What the task requires: In the records below, convert everything from the line containing "Box any tower reflection in water you see." down to the line containing "84,200,120,251", both included, into a JSON list of strings with one string per line. Skip blank lines and leave the pictures out.
** begin Stored records **
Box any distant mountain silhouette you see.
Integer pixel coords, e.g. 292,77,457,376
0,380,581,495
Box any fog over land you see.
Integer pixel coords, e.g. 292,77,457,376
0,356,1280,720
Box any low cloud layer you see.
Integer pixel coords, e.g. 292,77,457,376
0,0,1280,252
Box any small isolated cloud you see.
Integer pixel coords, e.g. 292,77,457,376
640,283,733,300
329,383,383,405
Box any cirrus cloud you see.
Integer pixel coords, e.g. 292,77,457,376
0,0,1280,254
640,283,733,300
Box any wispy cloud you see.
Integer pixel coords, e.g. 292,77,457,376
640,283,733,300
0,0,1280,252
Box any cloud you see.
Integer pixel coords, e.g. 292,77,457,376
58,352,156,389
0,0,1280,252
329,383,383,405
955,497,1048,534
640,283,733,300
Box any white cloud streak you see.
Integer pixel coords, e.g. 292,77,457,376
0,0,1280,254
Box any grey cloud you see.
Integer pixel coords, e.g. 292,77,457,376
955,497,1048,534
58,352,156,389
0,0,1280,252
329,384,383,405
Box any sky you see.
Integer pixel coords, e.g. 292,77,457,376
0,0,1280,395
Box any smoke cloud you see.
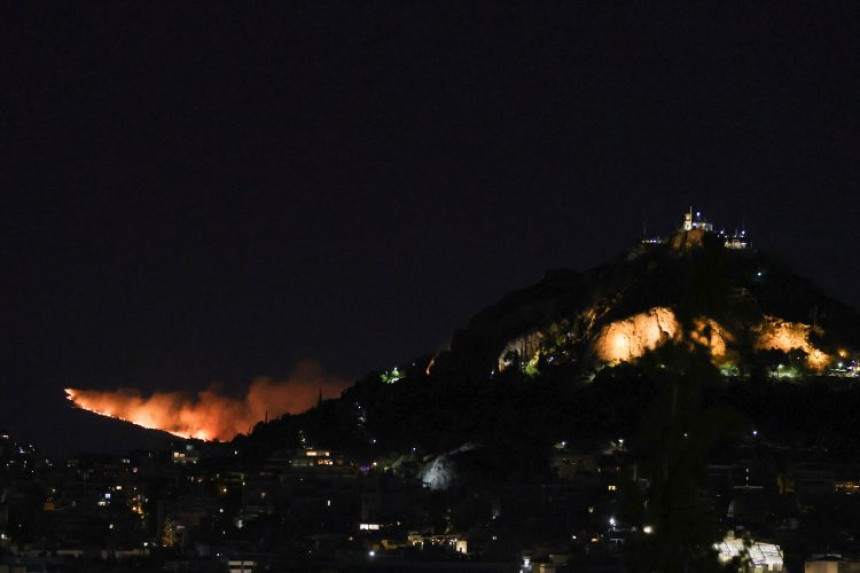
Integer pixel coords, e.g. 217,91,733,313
66,362,349,441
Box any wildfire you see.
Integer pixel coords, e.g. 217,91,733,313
66,364,347,441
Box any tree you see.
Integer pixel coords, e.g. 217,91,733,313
626,345,742,573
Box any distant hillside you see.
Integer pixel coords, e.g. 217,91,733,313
240,219,860,475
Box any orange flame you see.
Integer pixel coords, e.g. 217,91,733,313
66,363,348,441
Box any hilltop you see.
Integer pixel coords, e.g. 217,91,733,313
240,208,860,475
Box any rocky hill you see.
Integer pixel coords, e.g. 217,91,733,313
243,223,860,477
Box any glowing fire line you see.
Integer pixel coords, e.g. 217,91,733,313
65,364,347,441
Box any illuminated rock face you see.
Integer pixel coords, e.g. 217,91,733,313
594,307,680,363
755,316,830,372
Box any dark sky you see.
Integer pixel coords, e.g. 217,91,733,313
0,1,860,452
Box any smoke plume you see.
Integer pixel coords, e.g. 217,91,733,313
66,363,349,441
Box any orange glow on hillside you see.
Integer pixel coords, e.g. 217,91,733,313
66,364,348,441
594,307,680,363
755,316,831,372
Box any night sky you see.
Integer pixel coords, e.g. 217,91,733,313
6,1,860,449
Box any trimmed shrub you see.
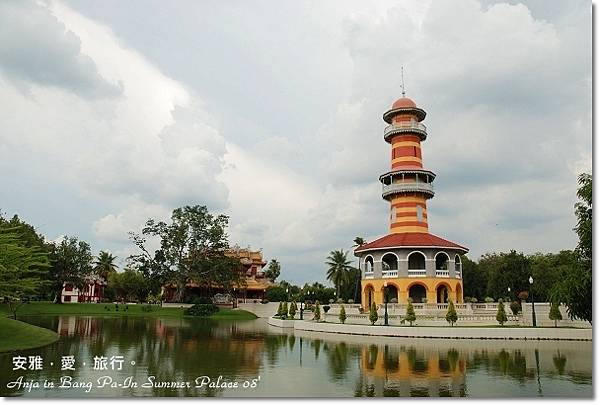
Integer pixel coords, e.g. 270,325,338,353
446,300,458,326
548,302,562,328
369,303,379,325
339,305,346,323
404,298,417,326
288,301,298,319
313,300,321,322
509,301,521,315
183,304,219,316
281,301,288,317
496,299,508,326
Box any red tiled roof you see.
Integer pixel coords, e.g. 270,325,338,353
354,232,469,253
392,97,417,109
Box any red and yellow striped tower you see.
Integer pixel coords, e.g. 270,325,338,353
354,93,468,309
379,97,435,233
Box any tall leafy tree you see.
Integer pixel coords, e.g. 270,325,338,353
479,250,531,299
50,236,94,303
0,227,50,319
129,205,243,301
460,255,488,301
352,236,367,302
325,250,352,297
552,173,592,323
94,250,119,280
265,259,281,282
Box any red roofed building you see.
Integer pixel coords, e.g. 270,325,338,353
354,94,468,309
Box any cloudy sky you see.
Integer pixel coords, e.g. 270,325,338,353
0,0,592,282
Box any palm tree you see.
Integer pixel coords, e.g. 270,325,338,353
325,250,352,297
94,250,119,280
353,236,367,247
352,236,367,302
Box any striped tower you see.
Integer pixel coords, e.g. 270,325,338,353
379,97,435,233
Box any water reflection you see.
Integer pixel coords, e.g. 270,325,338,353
0,316,592,397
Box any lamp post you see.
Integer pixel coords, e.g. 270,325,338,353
529,276,537,327
300,290,304,320
383,281,388,326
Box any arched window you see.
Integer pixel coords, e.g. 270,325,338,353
454,255,462,277
365,256,373,273
435,252,450,270
408,252,425,270
381,253,398,271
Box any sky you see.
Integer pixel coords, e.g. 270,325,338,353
0,0,592,283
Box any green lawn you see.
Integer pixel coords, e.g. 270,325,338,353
0,317,58,352
0,302,256,320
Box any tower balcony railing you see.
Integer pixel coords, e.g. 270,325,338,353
435,270,450,277
383,121,427,141
408,269,427,277
381,183,434,198
381,270,398,278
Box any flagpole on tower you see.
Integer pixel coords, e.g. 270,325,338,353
400,66,406,97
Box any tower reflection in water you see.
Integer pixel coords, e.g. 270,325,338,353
355,345,466,397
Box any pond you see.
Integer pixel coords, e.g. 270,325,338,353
0,316,593,398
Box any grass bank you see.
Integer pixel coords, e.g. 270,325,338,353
0,317,58,352
0,302,256,320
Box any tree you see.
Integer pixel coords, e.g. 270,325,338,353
0,227,50,319
446,300,458,326
50,236,93,304
551,173,593,324
404,298,417,326
265,286,287,302
496,298,508,326
548,302,562,328
460,255,488,301
313,300,321,322
108,268,151,302
265,259,281,282
351,236,367,302
129,205,245,301
339,305,346,323
325,250,352,297
479,250,531,299
94,250,119,280
369,302,379,325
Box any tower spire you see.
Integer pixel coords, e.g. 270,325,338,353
400,66,406,97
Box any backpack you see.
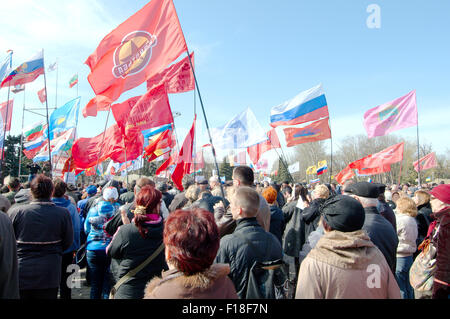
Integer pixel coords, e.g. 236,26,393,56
235,233,291,299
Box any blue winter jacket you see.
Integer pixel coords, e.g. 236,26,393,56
52,197,81,254
84,200,120,251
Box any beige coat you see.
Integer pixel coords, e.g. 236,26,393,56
144,264,238,299
295,230,401,299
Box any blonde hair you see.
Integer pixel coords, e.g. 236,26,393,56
313,184,330,199
414,190,431,206
396,196,417,217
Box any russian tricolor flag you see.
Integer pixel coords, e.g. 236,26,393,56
270,84,329,127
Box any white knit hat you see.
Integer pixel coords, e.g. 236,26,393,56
103,187,119,200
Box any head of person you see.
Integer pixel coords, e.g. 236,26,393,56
4,176,20,191
53,178,67,198
396,196,417,217
313,184,330,199
197,178,209,192
184,185,201,203
413,189,431,207
164,209,220,275
348,182,380,208
133,185,162,238
233,165,255,187
103,186,119,203
30,174,54,201
262,186,278,205
430,184,450,213
134,177,155,196
392,191,400,203
230,186,260,220
209,175,220,189
320,195,366,233
86,185,98,197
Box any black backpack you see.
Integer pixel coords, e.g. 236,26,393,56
235,233,291,299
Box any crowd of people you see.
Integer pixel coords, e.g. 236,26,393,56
0,166,450,299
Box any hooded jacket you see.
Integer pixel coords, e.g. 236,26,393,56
106,219,168,299
144,264,238,299
295,230,401,299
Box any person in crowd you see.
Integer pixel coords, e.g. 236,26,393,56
106,185,167,299
215,188,283,299
376,184,397,231
197,177,209,193
4,176,20,205
168,176,194,212
27,163,42,182
413,190,434,250
395,196,418,299
183,185,201,209
84,186,120,299
295,195,400,299
158,183,175,207
0,209,20,299
120,180,136,204
52,178,81,299
346,182,398,274
430,184,450,299
209,175,226,197
144,208,238,299
214,165,271,237
8,174,73,299
0,194,11,213
262,186,285,244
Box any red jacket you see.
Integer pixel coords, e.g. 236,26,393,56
432,208,450,299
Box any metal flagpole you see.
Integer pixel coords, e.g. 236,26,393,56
19,86,25,180
0,52,13,178
94,107,111,183
42,49,52,178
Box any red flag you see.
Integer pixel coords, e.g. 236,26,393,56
334,165,355,185
38,88,47,103
350,142,405,170
247,128,281,165
144,130,175,162
413,152,437,172
111,85,173,136
283,117,331,147
147,52,195,93
85,0,187,101
0,100,14,132
72,124,144,169
83,95,113,117
172,119,195,191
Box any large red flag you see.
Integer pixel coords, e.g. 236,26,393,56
0,100,14,132
172,119,195,191
334,165,355,185
350,142,405,170
85,0,187,101
247,128,281,165
144,130,175,162
147,52,195,94
413,152,437,172
72,124,144,169
111,85,173,136
283,117,331,147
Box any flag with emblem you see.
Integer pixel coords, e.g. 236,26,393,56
85,0,187,101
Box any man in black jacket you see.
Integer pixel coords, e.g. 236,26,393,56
216,186,282,299
347,182,398,274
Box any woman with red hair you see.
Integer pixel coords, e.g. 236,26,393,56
106,185,167,299
144,208,238,299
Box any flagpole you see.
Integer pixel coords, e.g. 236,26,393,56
94,107,111,183
18,85,25,180
42,49,53,178
0,51,13,179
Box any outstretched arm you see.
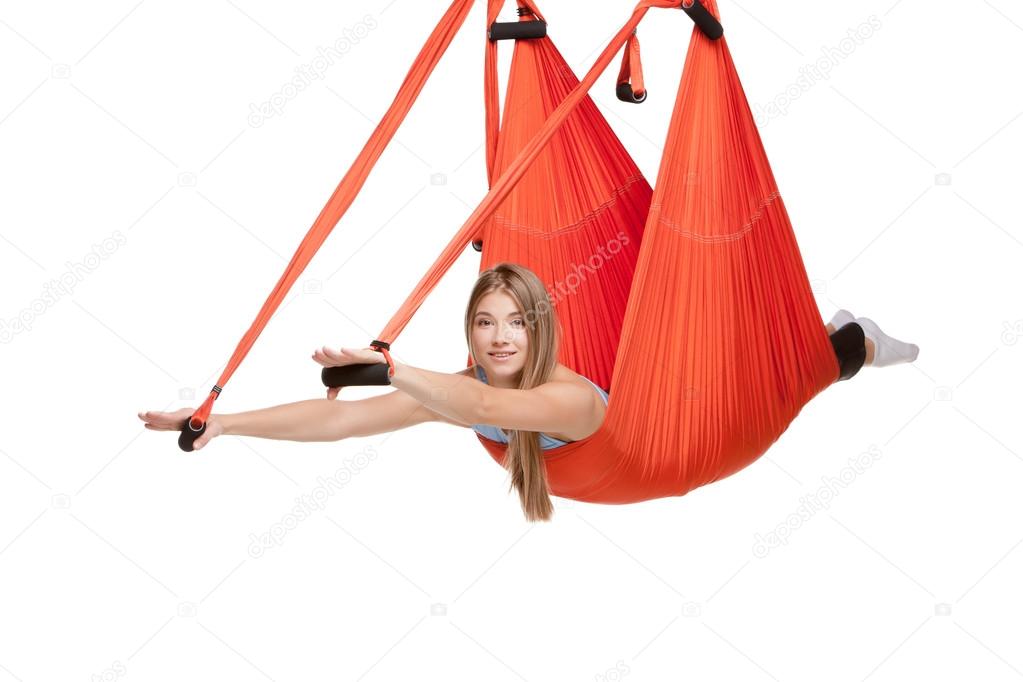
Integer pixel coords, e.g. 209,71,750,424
313,347,599,433
138,391,462,450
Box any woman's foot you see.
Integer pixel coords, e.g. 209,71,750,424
853,317,920,367
828,310,856,334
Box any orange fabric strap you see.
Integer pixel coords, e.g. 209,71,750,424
618,32,647,98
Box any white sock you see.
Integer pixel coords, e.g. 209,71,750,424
853,317,920,367
828,310,856,331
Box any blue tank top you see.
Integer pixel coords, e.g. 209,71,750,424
473,365,608,450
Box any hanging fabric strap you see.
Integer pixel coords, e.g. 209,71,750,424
483,0,545,186
615,31,647,104
189,0,473,431
376,0,679,344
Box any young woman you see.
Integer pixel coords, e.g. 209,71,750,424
138,263,919,520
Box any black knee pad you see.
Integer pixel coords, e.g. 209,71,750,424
830,322,866,381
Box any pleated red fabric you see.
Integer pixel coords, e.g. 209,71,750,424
480,10,653,390
470,1,839,503
182,0,839,504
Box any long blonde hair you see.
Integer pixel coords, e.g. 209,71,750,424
465,263,561,521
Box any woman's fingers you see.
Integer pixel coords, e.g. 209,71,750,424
313,346,353,367
138,407,192,430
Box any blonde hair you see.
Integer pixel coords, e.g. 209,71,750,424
465,263,561,521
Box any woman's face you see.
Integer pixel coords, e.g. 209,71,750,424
473,290,529,379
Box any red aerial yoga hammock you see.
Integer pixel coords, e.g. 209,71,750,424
179,0,839,503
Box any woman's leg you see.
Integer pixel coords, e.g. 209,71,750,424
828,322,874,381
825,322,874,365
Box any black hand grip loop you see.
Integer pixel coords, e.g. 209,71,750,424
682,0,724,40
487,20,547,41
615,83,647,104
178,417,206,452
320,362,391,389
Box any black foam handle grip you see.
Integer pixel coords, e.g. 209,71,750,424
615,83,647,104
178,417,206,452
487,19,547,40
682,0,724,40
320,362,391,389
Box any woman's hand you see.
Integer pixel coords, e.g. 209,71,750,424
138,407,224,450
313,346,387,400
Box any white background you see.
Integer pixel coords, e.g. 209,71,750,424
0,0,1023,682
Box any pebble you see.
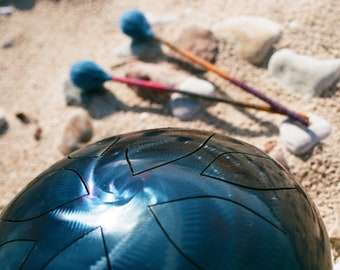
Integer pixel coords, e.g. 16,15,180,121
** end Stored records **
The reply:
[
  "Box any tower reflection in water you see.",
  "Integer pixel coords, e.g. 270,325,338,353",
  "355,345,466,397",
  "Box any pond you see.",
  "Integer pixel coords, e.g. 270,325,338,353",
  "0,316,593,398",
  "Box any grass bank you see.",
  "Integer pixel coords, e.g. 270,325,338,353",
  "0,317,58,352",
  "0,302,256,320",
  "Box any tree you see.",
  "Integer pixel coords, e.g. 270,325,338,353",
  "0,227,50,319",
  "446,300,458,326",
  "50,236,93,304",
  "551,173,593,324",
  "404,298,417,326",
  "265,286,287,302",
  "496,298,508,326",
  "548,302,562,328",
  "460,255,488,301",
  "313,300,321,322",
  "108,268,151,302",
  "265,259,281,282",
  "351,236,367,302",
  "129,205,245,301",
  "339,305,346,323",
  "325,250,352,297",
  "479,250,531,299",
  "94,250,119,280",
  "369,302,379,325",
  "Box any tower spire you see.",
  "Integer pixel coords, e.g. 270,325,338,353",
  "400,66,406,97",
  "Box any backpack you see.",
  "Integer pixel coords, e.g. 236,26,393,56",
  "235,233,291,299",
  "Box any blue winter jacket you see.",
  "Integer pixel coords, e.g. 236,26,393,56",
  "52,197,81,254",
  "84,200,120,251"
]